▸ Text passage:
4.2 On-premise and Open-Source Approaches

A common pattern found in this approach is that sensor data are collected using Industry 4.0 standards such as OPC-UA, Modbus, MQTT, BLE. The collected data are sent to the more powerful devices such as gateway, which are responsible to aggregate data or to send control signals back to the devices. Moreover, the processed data are pushed to powerful servers, where the data are analyzed. Various machine learning algorithms are used to make predictions. A set of open-source technologies from the Eclipse foundations have been released to build such on-premise systems for Industry 4.0. In the following, we present some of the open-source tools to build on-premise solutions. Table 1 summarizes all these tools and technologies.

Table 1 Summary: open-source tools to build on-premise Industry 4.0 applications

Ditto

It is an IoT technology to build “digital twin,” which is a virtual representation of its real-world counterpart. For instance, a digital twin of an electric motor in a smart factory can collect data from a physical motor. The user can interact with the digital twin to know the current status of the motor. Eclipse Ditto provides high-level APIs, connecting devices to the back end and implementing business application on top of the high-level APIs.

Kura

It is a software platform (runs on the edge devices) for building IoT gateways. Eclipse Kura provides several services. These services include (1) I/O services to connect and access sensors and resource constrained devices such as microcontrollers, (2) Data services to store and forward the telemetry data collected by the sensors, (3) Cloud services to push data to cloud servers such as AWS and Azure, and (4) Kura wire services to customize logic on gateway devices. All these services are exposed by Web service interface.

[Collection entries]
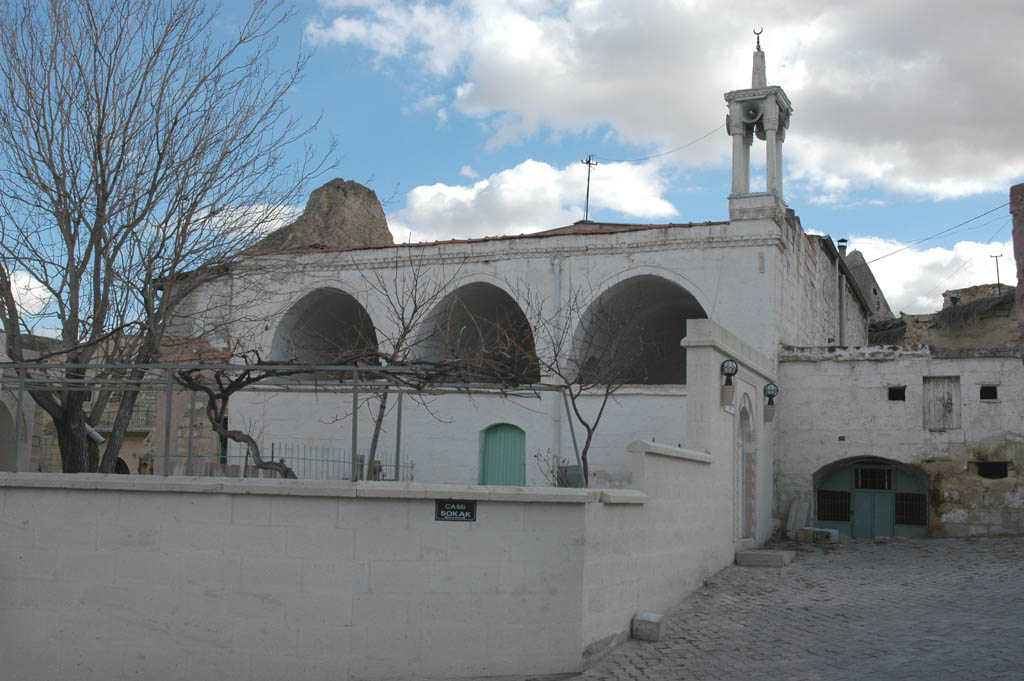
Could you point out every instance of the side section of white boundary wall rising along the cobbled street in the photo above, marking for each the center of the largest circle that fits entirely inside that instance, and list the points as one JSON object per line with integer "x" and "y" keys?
{"x": 647, "y": 550}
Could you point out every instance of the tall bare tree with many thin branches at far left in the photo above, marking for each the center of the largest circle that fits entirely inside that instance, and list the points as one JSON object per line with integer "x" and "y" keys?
{"x": 139, "y": 155}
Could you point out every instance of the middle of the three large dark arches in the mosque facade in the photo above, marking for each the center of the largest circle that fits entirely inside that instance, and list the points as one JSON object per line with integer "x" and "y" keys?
{"x": 484, "y": 332}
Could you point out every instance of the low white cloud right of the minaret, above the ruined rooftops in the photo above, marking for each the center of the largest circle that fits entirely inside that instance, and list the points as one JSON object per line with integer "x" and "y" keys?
{"x": 914, "y": 280}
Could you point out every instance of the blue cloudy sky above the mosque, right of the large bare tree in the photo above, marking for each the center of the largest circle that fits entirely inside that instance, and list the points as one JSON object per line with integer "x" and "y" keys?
{"x": 472, "y": 119}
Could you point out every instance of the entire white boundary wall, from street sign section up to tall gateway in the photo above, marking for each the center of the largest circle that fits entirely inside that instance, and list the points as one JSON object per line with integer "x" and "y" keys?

▸ Activities:
(A) Answer these questions using the passage on open-source Industry 4.0 tools:
(i) Which standards are named for collecting sensor data?
(ii) What example of a digital twin does the passage give?
(iii) Which cloud servers are listed as destinations for Kura's cloud services?
(B) Reproduce the passage on open-source Industry 4.0 tools word for word, starting with "It is an IoT" and going on through "the high-level APIs.".
(C) Resume the passage on open-source Industry 4.0 tools from the point where it stops.
These rows have no connection to the passage on open-source Industry 4.0 tools.

▸ Results of the tasks:
(A)
(i) OPC-UA, Modbus, MQTT, and BLE.
(ii) A digital twin of an electric motor in a smart factory.
(iii) AWS and Azure.

(B)
It is an IoT technology to build “digital twin,” which is a virtual representation of its real-world counterpart. For instance, a digital twin of an electric motor in a smart factory can collect data from a physical motor. The user can interact with the digital twin to know the current status of the motor. Eclipse Ditto provides high-level APIs, connecting devices to the back end and implementing business application on top of the high-level APIs.

(C)
HONO

HONO is an open-source remote service interface for connecting IoT devices to back-end services. It is a quite active project in the community with a lot of documentations and examples. The goal of HONO is to provide a platform to interact with devices regardless of communication protocols. The community has developed solutions for HTTP, MQTT, AMQP, and Kura. Moreover, it allows developers to plug custom device protocols, thus it does not limit the Industry 4.0 developers to only supported protocols. On top of Eclipse HONO, it provides a uniform interface to interact with underlying IoT devices regardless of the communication protocols they implement. HONO supports scalable and secure ingestion of sensor data, and its command control API allows to send and receive command message.

Unide

Unide stands for “Understand Industry Devices.” It is a Production Performance Management Protocol (PPMP),Footnote 7, which is a lightweight server–client implementation using REST APIs and JSON. Unide provides tools for the validation of PPMP messages and for visualization and persisting of PPMP data. It provides the public REST API with the purpose of receiving measurement and message data from machine. To validate PPMP messages, Unide offers a validator that compares the payload you send to the given JSON-schema. By sending HTTP-POST requests to the validator endpoint, you receive a message confirming whether the PPMP message is correctly written according to the specification.

Kapua

The goal of the Kapua project is to provide an open-source cloud-based IoT integration platform. The Kapua is a platform to integrate data from various IoT devices. The Kapua provides a comprehensive management of IoT devices. The management services include the connectivity to IoT devices supporting different ingestion mechanisms, device configuration remotely, application development on top of the Kapua APIs, controlling the device remotely using appropriate access mechanisms, and sending device updates. The Kapua tools can be combined with the Kura project to develop an end-to-end Industry 4.0 solution. This would accelerate community-driven open-source implementation and avoid proprietary vendor lock-in.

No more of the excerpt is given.